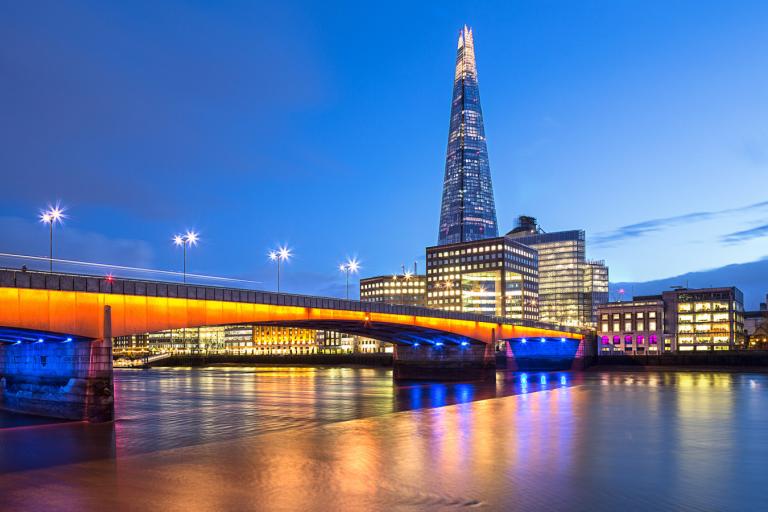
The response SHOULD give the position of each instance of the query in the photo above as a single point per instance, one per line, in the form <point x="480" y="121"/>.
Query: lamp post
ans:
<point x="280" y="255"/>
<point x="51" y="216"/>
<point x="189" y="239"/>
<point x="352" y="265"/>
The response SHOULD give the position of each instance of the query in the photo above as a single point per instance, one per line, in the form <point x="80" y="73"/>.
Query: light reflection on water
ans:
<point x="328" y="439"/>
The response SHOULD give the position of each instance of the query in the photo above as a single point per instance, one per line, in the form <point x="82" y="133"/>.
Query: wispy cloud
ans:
•••••
(SHORT PROBLEM)
Reproduce every item above word for word, leaving out the pictures.

(SOLUTION TO THE EXERCISE)
The response SHOULD give the position of each instance of the query in the photo above as a single point per instance, one per line, in the form <point x="480" y="121"/>.
Query: lamp post
ans:
<point x="280" y="255"/>
<point x="51" y="216"/>
<point x="189" y="239"/>
<point x="352" y="265"/>
The response SHOULD give the position of each instance of the query in the photo above as a single point per instance, one per line, in the form <point x="80" y="73"/>.
Query: light reflection on water
ans:
<point x="328" y="439"/>
The response SHOULD give the position of each instance of the query in the photo above as a single point per instance, one per line, in the form <point x="82" y="133"/>.
Query: wispy cloud
ans:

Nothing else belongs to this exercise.